=== AIM 1 ===
Duplicate the rows verbatim, everything from the line containing "TARGET = projected image on screen" down to the last line of the rows.
--- PAGE EXCERPT ---
All That Glitters...

However, China's luxury landscape is loaded with booby traps. Any visitor to Plaza 66, Shanghai's most exclusive shopping mall, will wonder, "Where are all the people"? (The near-empty stores are guarded by Stepfordized sales girls who descend on shoppers like a pack of cooing, automated vultures.) For most brands, profit is elusive and volumes are weak. Cadillac drove ashore confidently but recently stalled. The Passat is struggling to escape from Volkwagen's heritage as "the taxi company." Hugo Boss is another label lost in the "sub-premium" jungle, not a head turner.

Contrary to conventional wisdom, knock offs are not a huge threat. Any image-conscious mainlander who can afford the real deal would not be caught dead with a fake.

So, what's not going right?

First, the country's ambitious new middle class is penny pinched.
Spending is constrained. Even in glittering coastal cities, per capita income is an eighth of America's. In China, a yearly income of $25,000 is almost a king's ransom. Status-mad thirty-somethings buy Gucci key chains, not Prada handbags. Import tariffs make luxury items even dearer.

Second, premium products are largely undifferentiated, a tangled glob of glitter.
--- EXCERPTED DATA ---
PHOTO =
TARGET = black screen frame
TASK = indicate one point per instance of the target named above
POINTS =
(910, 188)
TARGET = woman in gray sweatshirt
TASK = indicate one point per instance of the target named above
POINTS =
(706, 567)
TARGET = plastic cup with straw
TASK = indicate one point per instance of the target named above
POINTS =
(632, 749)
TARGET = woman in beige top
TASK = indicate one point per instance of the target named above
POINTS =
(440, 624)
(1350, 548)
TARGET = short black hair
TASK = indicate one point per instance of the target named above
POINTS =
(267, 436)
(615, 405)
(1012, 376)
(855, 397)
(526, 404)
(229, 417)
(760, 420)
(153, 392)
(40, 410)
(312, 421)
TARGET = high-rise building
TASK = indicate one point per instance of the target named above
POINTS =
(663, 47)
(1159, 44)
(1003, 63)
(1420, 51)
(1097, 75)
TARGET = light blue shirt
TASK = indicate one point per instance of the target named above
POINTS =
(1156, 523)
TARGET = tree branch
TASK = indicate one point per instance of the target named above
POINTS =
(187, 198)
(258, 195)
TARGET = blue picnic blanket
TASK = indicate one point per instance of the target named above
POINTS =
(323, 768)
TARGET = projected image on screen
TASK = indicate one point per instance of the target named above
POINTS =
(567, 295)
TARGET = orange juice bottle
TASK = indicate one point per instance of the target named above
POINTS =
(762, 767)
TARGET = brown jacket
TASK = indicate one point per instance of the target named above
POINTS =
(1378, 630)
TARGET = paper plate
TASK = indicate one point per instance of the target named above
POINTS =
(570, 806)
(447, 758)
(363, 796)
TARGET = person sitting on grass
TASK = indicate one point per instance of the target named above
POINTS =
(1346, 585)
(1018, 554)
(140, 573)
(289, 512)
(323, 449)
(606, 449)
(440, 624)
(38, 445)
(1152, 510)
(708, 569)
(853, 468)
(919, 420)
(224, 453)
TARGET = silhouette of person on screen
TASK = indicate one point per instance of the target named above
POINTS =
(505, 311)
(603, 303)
---
=== AIM 2 ===
According to the excerpt on China's luxury market, why are knock-offs not a huge threat?

=== WRITTEN SOLUTION 1 ===
TARGET = projected image on screen
TASK = indicate one point per instance of the target named above
POINTS =
(567, 295)
TARGET = orange juice bottle
TASK = indicate one point per instance of the target named above
POINTS =
(762, 767)
TARGET = brown jacket
TASK = indicate one point per instance of the target named above
POINTS =
(1378, 630)
TARGET = paper plate
TASK = indicate one point per instance of the target named above
POINTS =
(570, 806)
(447, 758)
(363, 796)
TARGET = person sitting on grass
TASK = indicate one point per instance of the target named above
POINTS =
(1346, 585)
(1018, 554)
(140, 573)
(289, 512)
(323, 449)
(606, 449)
(440, 624)
(38, 445)
(1152, 510)
(708, 569)
(853, 468)
(919, 420)
(224, 453)
TARGET = silhouette of person on screen
TASK = indicate one point per instance of the target named above
POINTS =
(505, 311)
(603, 303)

=== WRITTEN SOLUTION 2 ===
Knock-offs are not a huge threat because any image-conscious mainlander who can afford the real product would not be caught dead with a fake.